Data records
------------------------------

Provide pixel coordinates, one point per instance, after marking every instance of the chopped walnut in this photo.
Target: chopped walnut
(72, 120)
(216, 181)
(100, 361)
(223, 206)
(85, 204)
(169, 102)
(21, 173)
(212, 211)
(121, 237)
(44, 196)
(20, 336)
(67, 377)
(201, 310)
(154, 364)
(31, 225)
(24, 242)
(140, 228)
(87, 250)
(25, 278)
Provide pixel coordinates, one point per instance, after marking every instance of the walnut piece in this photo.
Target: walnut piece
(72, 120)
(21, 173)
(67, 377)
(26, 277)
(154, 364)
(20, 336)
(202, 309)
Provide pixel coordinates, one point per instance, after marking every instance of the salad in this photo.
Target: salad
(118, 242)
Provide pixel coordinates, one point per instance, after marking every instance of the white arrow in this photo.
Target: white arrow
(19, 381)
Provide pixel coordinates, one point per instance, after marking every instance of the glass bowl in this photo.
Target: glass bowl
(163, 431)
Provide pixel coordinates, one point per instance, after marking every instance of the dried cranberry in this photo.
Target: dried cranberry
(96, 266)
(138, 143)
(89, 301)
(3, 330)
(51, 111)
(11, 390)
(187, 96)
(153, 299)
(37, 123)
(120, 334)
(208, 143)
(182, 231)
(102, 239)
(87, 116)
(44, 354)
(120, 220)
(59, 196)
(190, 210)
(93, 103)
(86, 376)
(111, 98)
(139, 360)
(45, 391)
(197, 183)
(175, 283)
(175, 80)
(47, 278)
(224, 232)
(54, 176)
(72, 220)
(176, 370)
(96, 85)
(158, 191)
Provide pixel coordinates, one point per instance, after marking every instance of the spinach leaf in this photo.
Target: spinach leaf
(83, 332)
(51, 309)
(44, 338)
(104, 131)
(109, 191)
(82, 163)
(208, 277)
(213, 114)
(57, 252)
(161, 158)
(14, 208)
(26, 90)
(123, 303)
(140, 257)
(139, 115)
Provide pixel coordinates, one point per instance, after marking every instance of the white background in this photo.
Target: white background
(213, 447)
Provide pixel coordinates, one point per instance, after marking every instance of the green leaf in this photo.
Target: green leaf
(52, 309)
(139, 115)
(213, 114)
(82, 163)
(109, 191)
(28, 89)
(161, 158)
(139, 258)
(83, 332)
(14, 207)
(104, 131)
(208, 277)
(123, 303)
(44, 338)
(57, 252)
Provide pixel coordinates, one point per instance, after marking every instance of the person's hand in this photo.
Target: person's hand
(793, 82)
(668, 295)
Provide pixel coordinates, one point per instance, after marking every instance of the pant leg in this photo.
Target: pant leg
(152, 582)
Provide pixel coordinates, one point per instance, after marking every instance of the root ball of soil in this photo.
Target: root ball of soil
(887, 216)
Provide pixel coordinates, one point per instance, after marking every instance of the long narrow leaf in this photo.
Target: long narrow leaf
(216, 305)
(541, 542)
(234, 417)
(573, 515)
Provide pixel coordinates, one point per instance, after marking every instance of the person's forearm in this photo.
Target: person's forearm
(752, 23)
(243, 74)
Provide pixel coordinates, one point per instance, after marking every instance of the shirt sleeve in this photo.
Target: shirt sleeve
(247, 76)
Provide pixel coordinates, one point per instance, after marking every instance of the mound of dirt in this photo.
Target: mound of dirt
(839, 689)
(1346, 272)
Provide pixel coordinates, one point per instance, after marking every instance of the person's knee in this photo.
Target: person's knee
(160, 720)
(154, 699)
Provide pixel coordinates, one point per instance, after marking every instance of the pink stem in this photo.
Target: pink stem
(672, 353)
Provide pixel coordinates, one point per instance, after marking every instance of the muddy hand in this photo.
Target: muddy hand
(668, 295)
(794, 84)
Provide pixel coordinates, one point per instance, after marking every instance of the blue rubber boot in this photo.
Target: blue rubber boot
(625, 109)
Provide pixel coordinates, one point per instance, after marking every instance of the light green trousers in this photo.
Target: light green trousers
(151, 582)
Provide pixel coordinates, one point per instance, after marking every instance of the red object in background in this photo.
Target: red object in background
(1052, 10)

------------------------------

• _Task instructions_
All of the data above should be set down again exactly.

• _Exercise response_
Provide pixel coordinates, one point per instance, after marking every instance of the chopped walnut in this photo.
Target: chopped walnut
(72, 120)
(216, 181)
(100, 361)
(223, 206)
(85, 204)
(169, 102)
(21, 173)
(212, 211)
(121, 237)
(44, 196)
(20, 336)
(67, 377)
(201, 310)
(154, 364)
(31, 225)
(24, 242)
(140, 228)
(87, 250)
(25, 278)
Provide pixel coordinates, one point per instance, after marking every instance of the walnut piece in this photo.
Target: walnut piece
(72, 120)
(21, 173)
(67, 377)
(26, 277)
(154, 364)
(20, 336)
(202, 309)
Provide pixel coordinates, one point per instance, after marking every instance of the salad in this photo.
Target: salad
(118, 242)
Provide pixel coordinates, one point per instance, after marking every instance of the white arrow in this photo.
Target: white arrow
(19, 381)
Provide pixel coordinates, one point per instance, after marking every instance of the glass bowl in this photo.
Target: glass bowl
(163, 431)
Provide pixel coordinates, one point per instance, after marking every instance of the dried cranberry in this photo.
Target: dried cranberry
(96, 266)
(138, 143)
(89, 301)
(3, 330)
(51, 111)
(11, 390)
(187, 96)
(153, 299)
(37, 123)
(120, 334)
(208, 143)
(182, 231)
(102, 239)
(87, 116)
(44, 354)
(120, 220)
(59, 196)
(190, 210)
(93, 103)
(86, 376)
(111, 98)
(139, 360)
(45, 391)
(197, 183)
(175, 283)
(175, 80)
(47, 278)
(224, 232)
(54, 176)
(72, 220)
(176, 370)
(96, 85)
(158, 191)
Provide pixel coordinates, one point per instance, after marking every instance of the spinach leaf in this photo.
Target: spinach leaf
(83, 332)
(51, 309)
(44, 338)
(104, 131)
(109, 191)
(82, 163)
(208, 277)
(213, 114)
(57, 252)
(161, 158)
(14, 208)
(26, 90)
(123, 303)
(140, 257)
(139, 115)
Provide pixel coordinates, one point per instance, after marking every instance of the white background in this photo.
Target: white background
(213, 447)
Provide pixel coordinates, one point per instance, after marking every instance of the green leaf in this photo.
Target: green leaf
(52, 309)
(139, 115)
(213, 114)
(82, 163)
(109, 191)
(28, 89)
(161, 158)
(139, 258)
(83, 332)
(14, 207)
(104, 131)
(208, 277)
(123, 303)
(44, 338)
(57, 252)
Provide pixel coordinates, one point per instance, after marking every instance of the person's hand in this photo.
Target: person's hand
(793, 82)
(668, 295)
Provide pixel coordinates, one point per instance, after marking every instance of the pant leg in this photo.
Target: pant leg
(152, 582)
Provide pixel coordinates, one point per instance, after marking every instance of the root ball of soil in this photo.
Target: root ball of soil
(887, 216)
Provide pixel coordinates, one point per instance, after marking every instance of the long narrow leaf in this photo.
Target: long narrow leaf
(216, 305)
(541, 542)
(234, 417)
(573, 515)
Provide pixel coordinates, one point per instance, after marking every instance of the person's forearm in this photo.
Target: person's forearm
(752, 23)
(243, 74)
Provide pixel coordinates, one point per instance, after marking every instance of the shirt sleeve in this photo.
Target: shirt sleeve
(247, 76)
Provide pixel coordinates, one point per instance, after marking every instance of the mound of dirt in this photo.
Target: mound of dirt
(839, 689)
(1346, 272)
Provide pixel coordinates, one point per instance, after marking every instance of the person's knee in this photo.
Target: person's knee
(160, 720)
(154, 699)
Provide pixel coordinates, one point per instance, after marking every instance of the pink stem in this photo.
Target: pink stem
(672, 353)
Provide pixel coordinates, one point per instance, after marking every instance of the muddy hand in this photo.
Target: muddy hand
(668, 295)
(794, 84)
Provide pixel coordinates, one point per instance, after marking every instance of the blue rubber boot in this photo.
Target: blue rubber boot
(625, 109)
Provide pixel coordinates, one point per instance, after marking every instance of the light green trousers in this photo.
Target: light green trousers
(151, 582)
Provide pixel coordinates, one point per instance, after marking every instance of the red object in background in this photo.
Target: red object in background
(1052, 10)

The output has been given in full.